**RECORDS SUPPLIED**:
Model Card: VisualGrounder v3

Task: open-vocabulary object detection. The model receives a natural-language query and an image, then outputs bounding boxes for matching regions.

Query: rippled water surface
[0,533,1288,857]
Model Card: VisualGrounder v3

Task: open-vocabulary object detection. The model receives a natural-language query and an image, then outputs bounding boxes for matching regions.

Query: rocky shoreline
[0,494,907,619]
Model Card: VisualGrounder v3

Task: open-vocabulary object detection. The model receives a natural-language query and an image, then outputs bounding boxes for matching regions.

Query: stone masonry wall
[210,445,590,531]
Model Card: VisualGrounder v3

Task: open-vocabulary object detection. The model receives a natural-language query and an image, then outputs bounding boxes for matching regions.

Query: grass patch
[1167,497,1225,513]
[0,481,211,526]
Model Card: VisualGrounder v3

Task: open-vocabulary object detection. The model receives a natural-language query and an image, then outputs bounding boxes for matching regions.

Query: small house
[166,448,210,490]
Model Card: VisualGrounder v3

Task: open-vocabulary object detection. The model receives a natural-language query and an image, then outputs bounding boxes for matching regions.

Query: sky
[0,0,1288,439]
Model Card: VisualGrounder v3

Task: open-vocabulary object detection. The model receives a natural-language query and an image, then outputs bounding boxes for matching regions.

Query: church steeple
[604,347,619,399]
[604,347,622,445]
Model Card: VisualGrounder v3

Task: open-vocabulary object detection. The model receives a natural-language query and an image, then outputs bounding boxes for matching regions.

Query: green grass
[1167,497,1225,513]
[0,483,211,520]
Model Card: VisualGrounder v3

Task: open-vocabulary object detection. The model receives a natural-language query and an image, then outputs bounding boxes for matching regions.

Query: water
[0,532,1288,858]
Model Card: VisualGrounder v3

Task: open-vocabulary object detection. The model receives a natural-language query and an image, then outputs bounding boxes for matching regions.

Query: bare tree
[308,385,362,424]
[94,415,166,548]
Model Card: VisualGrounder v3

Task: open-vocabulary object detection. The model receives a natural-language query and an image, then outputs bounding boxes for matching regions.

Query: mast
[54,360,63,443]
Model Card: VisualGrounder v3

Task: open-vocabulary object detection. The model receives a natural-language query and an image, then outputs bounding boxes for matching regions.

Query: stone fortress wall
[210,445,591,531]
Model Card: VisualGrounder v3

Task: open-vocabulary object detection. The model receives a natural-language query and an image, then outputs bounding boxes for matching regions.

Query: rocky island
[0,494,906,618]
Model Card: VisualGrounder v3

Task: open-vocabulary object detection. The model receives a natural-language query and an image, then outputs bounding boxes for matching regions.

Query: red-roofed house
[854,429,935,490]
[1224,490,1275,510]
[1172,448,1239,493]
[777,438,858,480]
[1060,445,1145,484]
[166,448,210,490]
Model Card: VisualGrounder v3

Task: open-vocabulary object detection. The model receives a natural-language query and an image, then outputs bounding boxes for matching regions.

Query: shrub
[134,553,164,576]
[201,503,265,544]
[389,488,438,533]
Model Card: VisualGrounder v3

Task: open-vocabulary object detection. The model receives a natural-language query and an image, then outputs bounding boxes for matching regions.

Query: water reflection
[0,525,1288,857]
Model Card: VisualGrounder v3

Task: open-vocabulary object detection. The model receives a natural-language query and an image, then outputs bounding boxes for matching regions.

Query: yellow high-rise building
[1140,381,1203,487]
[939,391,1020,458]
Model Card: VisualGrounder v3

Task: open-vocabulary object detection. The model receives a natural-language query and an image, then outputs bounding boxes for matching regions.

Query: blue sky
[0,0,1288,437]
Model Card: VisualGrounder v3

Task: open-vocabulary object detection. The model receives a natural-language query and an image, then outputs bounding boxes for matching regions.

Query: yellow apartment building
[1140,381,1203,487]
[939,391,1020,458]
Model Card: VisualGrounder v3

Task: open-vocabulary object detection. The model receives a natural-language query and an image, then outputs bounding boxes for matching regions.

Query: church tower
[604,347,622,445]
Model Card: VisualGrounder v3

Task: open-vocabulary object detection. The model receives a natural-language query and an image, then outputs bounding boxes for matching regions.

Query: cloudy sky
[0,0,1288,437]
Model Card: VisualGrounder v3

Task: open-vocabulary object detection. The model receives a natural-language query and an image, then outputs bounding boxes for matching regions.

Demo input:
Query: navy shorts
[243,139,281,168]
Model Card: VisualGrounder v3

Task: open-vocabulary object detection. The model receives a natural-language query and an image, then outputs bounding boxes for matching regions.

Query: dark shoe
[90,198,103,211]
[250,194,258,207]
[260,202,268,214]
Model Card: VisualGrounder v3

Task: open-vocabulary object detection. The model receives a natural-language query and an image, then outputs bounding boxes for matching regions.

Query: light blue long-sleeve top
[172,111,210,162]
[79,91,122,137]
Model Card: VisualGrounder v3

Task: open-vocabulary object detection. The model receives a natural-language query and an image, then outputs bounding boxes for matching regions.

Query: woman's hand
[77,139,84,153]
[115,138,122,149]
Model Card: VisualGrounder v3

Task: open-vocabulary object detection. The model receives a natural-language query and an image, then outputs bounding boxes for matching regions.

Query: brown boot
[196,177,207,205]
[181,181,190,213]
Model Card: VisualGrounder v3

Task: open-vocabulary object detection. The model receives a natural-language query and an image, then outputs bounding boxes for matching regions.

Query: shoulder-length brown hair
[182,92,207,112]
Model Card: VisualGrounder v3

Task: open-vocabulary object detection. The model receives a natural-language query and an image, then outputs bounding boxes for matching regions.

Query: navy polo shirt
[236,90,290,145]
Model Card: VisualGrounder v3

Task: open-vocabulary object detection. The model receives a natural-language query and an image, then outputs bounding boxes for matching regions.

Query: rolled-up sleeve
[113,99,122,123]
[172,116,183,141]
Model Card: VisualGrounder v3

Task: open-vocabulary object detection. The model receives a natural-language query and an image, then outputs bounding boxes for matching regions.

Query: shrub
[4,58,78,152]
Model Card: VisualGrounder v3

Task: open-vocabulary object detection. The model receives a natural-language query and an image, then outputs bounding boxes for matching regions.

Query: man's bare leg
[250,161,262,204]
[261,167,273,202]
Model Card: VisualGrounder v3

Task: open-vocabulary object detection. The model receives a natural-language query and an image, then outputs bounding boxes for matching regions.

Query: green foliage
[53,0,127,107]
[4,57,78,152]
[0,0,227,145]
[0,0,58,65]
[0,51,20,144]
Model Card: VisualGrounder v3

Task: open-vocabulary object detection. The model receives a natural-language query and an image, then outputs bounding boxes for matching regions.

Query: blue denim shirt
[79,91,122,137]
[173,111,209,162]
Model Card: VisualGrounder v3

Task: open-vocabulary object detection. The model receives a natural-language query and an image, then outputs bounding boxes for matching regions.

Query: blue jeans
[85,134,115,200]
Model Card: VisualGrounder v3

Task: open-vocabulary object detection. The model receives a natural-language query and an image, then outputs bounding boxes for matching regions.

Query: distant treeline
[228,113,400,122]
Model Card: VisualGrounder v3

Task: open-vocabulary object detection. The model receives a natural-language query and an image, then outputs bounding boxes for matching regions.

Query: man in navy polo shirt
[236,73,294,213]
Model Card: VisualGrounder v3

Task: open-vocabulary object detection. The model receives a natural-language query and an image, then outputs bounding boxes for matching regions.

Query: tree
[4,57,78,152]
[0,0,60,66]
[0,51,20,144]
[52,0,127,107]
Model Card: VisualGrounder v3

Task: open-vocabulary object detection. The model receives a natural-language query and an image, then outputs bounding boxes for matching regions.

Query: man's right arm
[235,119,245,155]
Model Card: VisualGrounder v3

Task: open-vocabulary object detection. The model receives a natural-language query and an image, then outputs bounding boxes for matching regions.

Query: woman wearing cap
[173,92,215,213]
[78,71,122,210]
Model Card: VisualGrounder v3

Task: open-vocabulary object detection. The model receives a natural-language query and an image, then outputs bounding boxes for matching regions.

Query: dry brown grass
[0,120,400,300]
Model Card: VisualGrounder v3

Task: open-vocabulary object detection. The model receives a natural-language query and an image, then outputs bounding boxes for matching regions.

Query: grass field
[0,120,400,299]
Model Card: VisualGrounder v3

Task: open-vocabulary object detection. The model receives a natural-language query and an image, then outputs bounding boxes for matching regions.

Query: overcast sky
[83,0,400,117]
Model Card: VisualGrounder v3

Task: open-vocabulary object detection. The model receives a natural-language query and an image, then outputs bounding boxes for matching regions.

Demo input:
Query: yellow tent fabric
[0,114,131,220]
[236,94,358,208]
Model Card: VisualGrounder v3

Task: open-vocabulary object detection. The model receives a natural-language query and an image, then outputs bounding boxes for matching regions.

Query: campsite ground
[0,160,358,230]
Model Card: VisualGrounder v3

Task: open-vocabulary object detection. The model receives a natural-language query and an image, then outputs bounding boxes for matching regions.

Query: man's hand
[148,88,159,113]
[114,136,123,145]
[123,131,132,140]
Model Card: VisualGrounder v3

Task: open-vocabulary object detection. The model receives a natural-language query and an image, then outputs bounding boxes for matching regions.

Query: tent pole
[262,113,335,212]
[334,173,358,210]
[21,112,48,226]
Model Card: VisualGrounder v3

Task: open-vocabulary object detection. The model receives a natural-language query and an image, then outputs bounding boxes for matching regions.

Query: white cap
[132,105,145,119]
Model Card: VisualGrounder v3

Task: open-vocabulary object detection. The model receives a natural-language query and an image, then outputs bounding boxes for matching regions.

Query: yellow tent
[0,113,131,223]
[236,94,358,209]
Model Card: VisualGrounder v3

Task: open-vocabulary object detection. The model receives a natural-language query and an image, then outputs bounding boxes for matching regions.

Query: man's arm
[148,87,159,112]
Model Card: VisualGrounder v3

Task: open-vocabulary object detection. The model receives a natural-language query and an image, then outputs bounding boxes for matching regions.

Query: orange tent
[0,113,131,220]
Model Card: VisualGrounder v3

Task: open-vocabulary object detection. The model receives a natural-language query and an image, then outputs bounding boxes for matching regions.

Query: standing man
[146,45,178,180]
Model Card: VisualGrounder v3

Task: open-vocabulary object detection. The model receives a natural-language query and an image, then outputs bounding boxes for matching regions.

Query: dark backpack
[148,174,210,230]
* * *
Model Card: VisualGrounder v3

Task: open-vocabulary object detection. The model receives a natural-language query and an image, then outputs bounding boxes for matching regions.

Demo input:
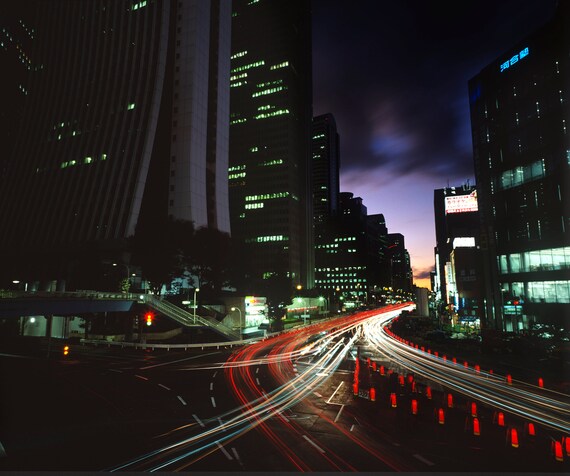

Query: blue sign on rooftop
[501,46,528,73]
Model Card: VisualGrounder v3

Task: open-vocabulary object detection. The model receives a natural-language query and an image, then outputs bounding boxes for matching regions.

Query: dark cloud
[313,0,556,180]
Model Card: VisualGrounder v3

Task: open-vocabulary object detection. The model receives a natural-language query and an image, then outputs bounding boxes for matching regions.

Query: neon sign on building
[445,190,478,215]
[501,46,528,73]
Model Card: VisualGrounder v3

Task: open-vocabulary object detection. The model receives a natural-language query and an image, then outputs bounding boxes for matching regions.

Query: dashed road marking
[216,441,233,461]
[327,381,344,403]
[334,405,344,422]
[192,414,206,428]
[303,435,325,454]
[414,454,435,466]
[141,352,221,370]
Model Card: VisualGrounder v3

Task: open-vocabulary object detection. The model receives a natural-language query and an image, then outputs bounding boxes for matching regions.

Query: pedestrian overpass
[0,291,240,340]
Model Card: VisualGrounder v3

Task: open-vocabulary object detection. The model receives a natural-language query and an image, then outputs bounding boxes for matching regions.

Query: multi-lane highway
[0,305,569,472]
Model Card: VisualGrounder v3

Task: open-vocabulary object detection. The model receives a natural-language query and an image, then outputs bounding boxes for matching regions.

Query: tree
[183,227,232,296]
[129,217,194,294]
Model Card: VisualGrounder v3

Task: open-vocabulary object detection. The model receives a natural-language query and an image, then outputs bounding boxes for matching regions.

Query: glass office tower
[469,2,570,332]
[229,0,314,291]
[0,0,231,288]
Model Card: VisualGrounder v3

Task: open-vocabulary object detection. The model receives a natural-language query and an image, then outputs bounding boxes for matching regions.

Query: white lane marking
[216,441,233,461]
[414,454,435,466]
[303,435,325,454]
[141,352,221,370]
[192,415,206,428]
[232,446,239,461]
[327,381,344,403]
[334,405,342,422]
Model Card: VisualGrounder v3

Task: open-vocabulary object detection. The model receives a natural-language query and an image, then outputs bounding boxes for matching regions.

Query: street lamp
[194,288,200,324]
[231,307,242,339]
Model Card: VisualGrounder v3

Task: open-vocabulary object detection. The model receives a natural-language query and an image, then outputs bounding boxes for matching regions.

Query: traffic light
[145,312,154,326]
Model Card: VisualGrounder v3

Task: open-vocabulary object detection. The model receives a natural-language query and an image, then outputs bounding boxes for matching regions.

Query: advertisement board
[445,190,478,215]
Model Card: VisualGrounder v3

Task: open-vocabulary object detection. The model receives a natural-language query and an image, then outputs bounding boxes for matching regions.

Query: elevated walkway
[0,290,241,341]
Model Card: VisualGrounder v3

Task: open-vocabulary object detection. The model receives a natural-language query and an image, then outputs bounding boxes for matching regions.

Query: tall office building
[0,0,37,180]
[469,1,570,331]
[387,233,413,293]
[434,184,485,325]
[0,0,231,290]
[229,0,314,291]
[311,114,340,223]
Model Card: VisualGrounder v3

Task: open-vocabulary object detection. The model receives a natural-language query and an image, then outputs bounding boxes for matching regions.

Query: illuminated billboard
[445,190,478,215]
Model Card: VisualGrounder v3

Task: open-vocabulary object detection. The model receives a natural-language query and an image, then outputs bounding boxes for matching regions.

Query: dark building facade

**EXERCISE INSTRUCTIONS**: Extract each line of the records above that contains the string "woman".

**FINISHED EXERCISE**:
Query: woman's hand
Query: woman wearing cap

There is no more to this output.